:: Prompt ::
Would you please copy each line of the data in which the string "accurate" occurs?

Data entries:
***

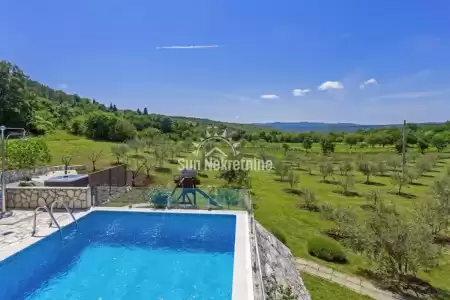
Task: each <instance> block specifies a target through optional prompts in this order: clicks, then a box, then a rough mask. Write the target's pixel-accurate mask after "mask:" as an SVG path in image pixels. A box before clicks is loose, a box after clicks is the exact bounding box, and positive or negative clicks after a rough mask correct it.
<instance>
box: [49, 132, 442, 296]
mask: <svg viewBox="0 0 450 300" xmlns="http://www.w3.org/2000/svg"><path fill="white" fill-rule="evenodd" d="M45 139H46V141H47V143H48V146H49V147H50V149H51V154H52V161H51V164H52V165H59V164H61V161H60V158H61V156H63V155H66V154H75V156H74V158H73V160H72V162H71V163H72V164H85V165H87V166H88V168H90V164H91V163H90V161H89V159H88V155H90V154H91V153H92V152H98V151H100V150H101V151H102V156H101V158H100V159H99V161H98V162H97V168H101V167H106V166H109V165H110V164H111V163H112V162H114V160H115V159H114V156H113V155H112V154H111V146H113V145H114V143H109V142H98V141H92V140H88V139H85V138H82V137H76V136H72V135H70V134H67V133H62V132H56V133H54V134H51V135H48V136H46V138H45ZM290 146H291V148H294V149H296V151H297V152H299V153H302V151H303V150H302V149H301V147H300V146H298V145H294V144H291V145H290ZM267 149H268V150H267V151H268V152H270V155H271V156H272V157H276V158H281V157H283V156H284V154H285V151H284V150H283V148H282V146H281V144H269V145H268V146H267ZM319 150H320V148H319V145H314V147H313V149H312V152H313V153H318V152H319ZM258 151H259V150H258V148H256V147H250V148H248V149H246V150H245V154H246V155H257V153H258ZM411 152H413V151H412V149H411V150H409V153H411ZM359 154H365V155H369V156H372V155H387V154H389V155H391V156H396V157H397V158H398V159H400V156H399V155H397V154H396V153H395V150H394V149H393V148H392V147H384V148H383V147H374V148H357V147H356V148H354V149H349V148H348V147H347V146H345V145H337V146H336V153H335V154H334V157H335V159H336V160H339V159H342V158H344V157H353V158H354V157H356V156H357V155H359ZM183 155H185V156H189V154H186V153H185V154H183ZM307 164H311V167H312V171H313V172H312V174H311V175H310V174H308V172H307V170H306V168H303V167H306V165H307ZM447 167H450V160H449V159H442V160H441V161H440V163H439V164H438V165H437V166H436V168H435V169H434V170H432V171H431V172H429V173H427V174H426V176H425V177H421V178H420V179H418V180H417V182H416V184H415V185H408V186H407V187H405V188H404V192H405V193H407V194H410V195H414V196H415V198H414V199H408V198H405V197H400V196H398V195H394V194H393V193H392V192H393V190H394V188H393V186H392V184H391V180H390V178H389V177H387V176H385V177H382V176H372V177H371V181H372V182H374V183H372V184H371V185H367V184H364V183H363V182H364V180H365V177H364V176H363V175H362V174H360V173H359V172H357V171H353V172H352V173H353V174H354V175H355V179H356V184H355V187H354V188H352V190H351V191H352V192H355V193H357V194H358V195H359V196H357V197H347V196H343V195H342V194H339V193H337V192H336V190H339V186H337V185H336V184H335V182H334V184H333V180H338V179H339V178H340V177H341V176H340V175H336V174H335V175H333V177H334V178H330V179H333V180H330V182H331V183H323V182H321V176H320V175H319V172H318V168H317V163H316V162H307V161H306V162H304V165H302V168H301V169H302V170H299V171H297V174H298V176H299V178H300V181H299V184H298V186H297V188H298V189H300V188H308V189H309V190H311V191H313V192H314V193H315V194H316V197H317V198H318V202H319V203H318V204H319V205H320V204H323V203H326V202H328V203H330V204H331V205H333V206H335V207H350V208H351V209H352V210H353V211H354V212H355V213H356V214H358V215H363V214H364V213H365V212H364V210H363V209H362V208H361V205H364V204H367V200H365V198H364V195H365V194H367V192H369V191H370V190H372V189H377V190H378V191H379V192H380V193H381V195H382V197H383V199H384V200H387V201H392V202H394V203H396V205H397V206H398V207H402V208H403V209H411V208H412V207H414V205H415V202H417V201H418V200H420V199H422V198H424V197H428V196H429V191H430V186H431V184H432V183H433V181H434V180H435V179H437V178H439V176H441V175H443V174H444V173H445V172H446V168H447ZM164 168H165V171H164V172H156V171H155V172H154V173H153V176H152V184H153V185H163V186H173V182H172V179H173V175H174V174H177V173H178V172H179V166H178V165H177V164H170V163H169V162H166V163H165V164H164ZM303 169H305V170H303ZM205 173H206V174H207V175H208V178H200V179H201V187H202V188H203V187H205V186H207V185H217V186H220V185H223V184H224V181H223V180H220V179H217V178H215V175H217V172H214V171H205ZM250 178H251V182H252V191H253V192H254V196H253V202H254V203H255V204H256V207H255V215H256V219H257V220H258V221H259V222H260V223H261V224H262V225H263V226H265V227H266V228H268V229H269V230H270V229H276V230H277V231H279V232H281V233H282V234H283V235H284V236H285V237H286V243H287V245H288V247H289V248H290V249H291V251H292V253H293V254H294V256H297V257H302V258H306V259H309V260H313V261H315V262H317V263H320V264H324V265H327V266H329V267H332V268H334V269H337V270H340V271H342V272H347V273H353V274H358V273H359V271H360V270H361V268H363V269H364V268H369V267H370V266H371V263H370V261H369V260H368V259H366V258H365V257H362V256H360V255H357V254H354V253H352V252H350V251H349V252H348V257H349V262H348V263H347V264H334V263H328V262H325V261H322V260H319V259H317V258H315V257H313V256H311V255H310V254H309V253H308V251H307V240H308V238H310V237H312V236H315V235H321V234H323V231H324V230H326V229H328V228H332V227H334V224H333V223H332V222H329V221H326V220H324V219H323V218H322V217H321V215H320V214H319V213H315V212H309V211H305V210H302V209H299V208H298V204H300V203H301V202H302V197H300V196H298V195H294V194H291V193H287V192H286V191H285V190H286V188H289V184H288V183H287V182H282V181H280V180H279V176H277V175H276V174H275V173H274V172H264V171H261V172H251V173H250ZM136 197H137V196H136ZM136 202H142V201H140V200H138V199H136ZM419 275H420V277H421V278H422V279H424V280H426V281H428V282H429V283H430V284H432V285H433V286H434V287H436V288H440V289H442V290H445V291H446V292H448V293H449V295H450V251H449V250H448V248H447V250H446V251H445V254H444V257H443V259H442V261H441V263H440V265H439V266H438V267H437V268H435V269H433V270H431V271H430V272H421V273H420V274H419ZM310 282H312V283H310V285H311V286H313V289H315V288H314V287H315V286H317V287H319V286H321V284H319V283H318V281H317V280H316V281H314V279H310ZM317 297H318V298H317V299H326V298H320V297H321V296H317ZM333 299H339V298H333ZM348 299H353V298H348ZM354 299H359V298H354Z"/></svg>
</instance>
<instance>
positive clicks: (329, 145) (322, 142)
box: [320, 139, 335, 154]
mask: <svg viewBox="0 0 450 300" xmlns="http://www.w3.org/2000/svg"><path fill="white" fill-rule="evenodd" d="M334 146H335V145H334V143H333V142H332V141H331V140H329V139H322V140H321V141H320V147H321V149H322V153H323V154H329V153H333V152H334Z"/></svg>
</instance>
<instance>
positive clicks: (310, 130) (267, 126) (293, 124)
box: [255, 122, 401, 132]
mask: <svg viewBox="0 0 450 300" xmlns="http://www.w3.org/2000/svg"><path fill="white" fill-rule="evenodd" d="M255 125H258V126H266V127H272V128H274V129H277V130H281V131H286V132H310V131H314V132H355V131H358V130H364V129H376V128H383V127H398V126H401V125H400V124H389V125H362V124H354V123H316V122H273V123H258V124H255Z"/></svg>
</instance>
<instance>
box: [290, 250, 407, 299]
mask: <svg viewBox="0 0 450 300" xmlns="http://www.w3.org/2000/svg"><path fill="white" fill-rule="evenodd" d="M296 260H297V265H298V269H299V270H300V271H301V272H305V273H308V274H311V275H314V276H318V277H321V278H324V279H327V280H329V281H332V282H334V283H337V284H339V285H341V286H344V287H346V288H349V289H351V290H353V291H355V292H357V293H360V294H363V295H366V296H369V297H372V298H374V299H377V300H378V299H379V300H393V299H396V300H397V299H401V300H406V299H408V298H406V297H404V296H399V295H396V294H393V293H391V292H388V291H385V290H382V289H379V288H377V287H376V286H374V285H373V284H372V283H370V282H369V281H366V280H364V279H361V278H359V277H355V276H350V275H347V274H344V273H340V272H338V271H335V270H333V269H331V268H327V267H324V266H321V265H319V264H316V263H314V262H311V261H309V260H305V259H301V258H296Z"/></svg>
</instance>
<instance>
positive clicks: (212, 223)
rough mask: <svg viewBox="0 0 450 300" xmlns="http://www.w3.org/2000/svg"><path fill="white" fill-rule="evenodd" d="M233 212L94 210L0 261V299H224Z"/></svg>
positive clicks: (233, 245) (231, 276) (105, 299)
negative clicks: (177, 212) (159, 211)
mask: <svg viewBox="0 0 450 300" xmlns="http://www.w3.org/2000/svg"><path fill="white" fill-rule="evenodd" d="M235 231H236V216H235V215H228V214H222V215H220V214H218V215H216V214H214V215H213V214H193V213H191V214H188V213H154V212H153V213H145V212H122V211H93V212H91V213H88V214H87V215H86V216H84V217H83V218H81V219H80V220H79V230H78V231H75V226H74V224H70V225H68V226H66V227H64V228H63V234H64V240H63V242H61V240H60V236H59V234H58V233H53V234H52V235H50V236H48V237H46V238H44V239H42V240H40V241H39V242H37V243H35V244H33V245H31V246H29V247H27V248H25V249H24V250H22V251H20V252H18V253H17V254H15V255H13V256H11V257H9V258H7V259H6V260H4V261H2V262H0V278H1V279H2V282H1V288H0V299H2V300H9V299H14V300H16V299H27V300H31V299H32V300H38V299H39V300H41V299H52V300H53V299H96V300H97V299H102V300H107V299H114V300H119V299H133V300H140V299H164V300H180V299H223V300H225V299H231V298H232V290H233V268H234V252H235Z"/></svg>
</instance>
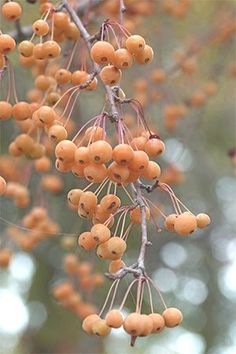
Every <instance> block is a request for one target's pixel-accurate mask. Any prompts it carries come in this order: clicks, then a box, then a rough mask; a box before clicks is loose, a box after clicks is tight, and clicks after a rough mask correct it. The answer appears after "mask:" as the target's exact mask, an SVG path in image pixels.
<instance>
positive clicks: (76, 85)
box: [71, 70, 89, 86]
mask: <svg viewBox="0 0 236 354" xmlns="http://www.w3.org/2000/svg"><path fill="white" fill-rule="evenodd" d="M88 79H89V74H88V73H87V72H86V71H83V70H76V71H74V72H73V73H72V75H71V83H72V85H75V86H77V85H82V84H84V83H85V82H86V81H88Z"/></svg>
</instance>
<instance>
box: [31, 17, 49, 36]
mask: <svg viewBox="0 0 236 354" xmlns="http://www.w3.org/2000/svg"><path fill="white" fill-rule="evenodd" d="M32 28H33V31H34V33H35V34H37V36H46V34H48V32H49V25H48V23H47V21H45V20H37V21H35V22H34V23H33V25H32Z"/></svg>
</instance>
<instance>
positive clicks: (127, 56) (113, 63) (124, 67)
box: [113, 48, 133, 69]
mask: <svg viewBox="0 0 236 354" xmlns="http://www.w3.org/2000/svg"><path fill="white" fill-rule="evenodd" d="M132 64H133V57H132V54H130V53H129V51H128V50H127V49H125V48H120V49H117V50H116V51H115V53H114V58H113V65H114V66H115V67H116V68H118V69H128V68H130V67H131V66H132Z"/></svg>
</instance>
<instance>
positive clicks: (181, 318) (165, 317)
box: [162, 307, 183, 327]
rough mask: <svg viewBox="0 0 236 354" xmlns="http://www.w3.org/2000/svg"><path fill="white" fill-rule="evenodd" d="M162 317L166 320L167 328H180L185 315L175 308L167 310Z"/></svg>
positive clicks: (166, 324)
mask: <svg viewBox="0 0 236 354" xmlns="http://www.w3.org/2000/svg"><path fill="white" fill-rule="evenodd" d="M162 316H163V318H164V320H165V325H166V327H176V326H178V325H179V324H180V323H181V322H182V320H183V315H182V312H181V311H180V310H178V309H177V308H175V307H169V308H167V309H166V310H165V311H164V312H163V313H162Z"/></svg>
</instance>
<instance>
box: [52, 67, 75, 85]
mask: <svg viewBox="0 0 236 354" xmlns="http://www.w3.org/2000/svg"><path fill="white" fill-rule="evenodd" d="M71 76H72V74H71V72H70V71H69V70H66V69H58V70H57V71H56V74H55V79H56V81H57V83H58V84H59V85H65V84H69V83H70V82H71Z"/></svg>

***

:: Solved problem ::
Task: each <instance> block specifies a target through optional prompts in this order: clicks, then a box, then a rough mask. Write the target's pixel-accurate mask after "mask:" as an SVG path in image pixels. A box before clicks is loose, a box after clicks is the exact bounding box, and positive or negative clicks after a rough mask correct it.
Every <instance> block is a request for one target's pixel-accurate mask. Any prompts it carries come in this order: clicks, then a box, then a rough mask; a box before clicks is loose, a box after clicks is tight, and clicks after a rough mask correct it. The answer appears after "mask:" as the target's exact mask, an SVG path in image pixels.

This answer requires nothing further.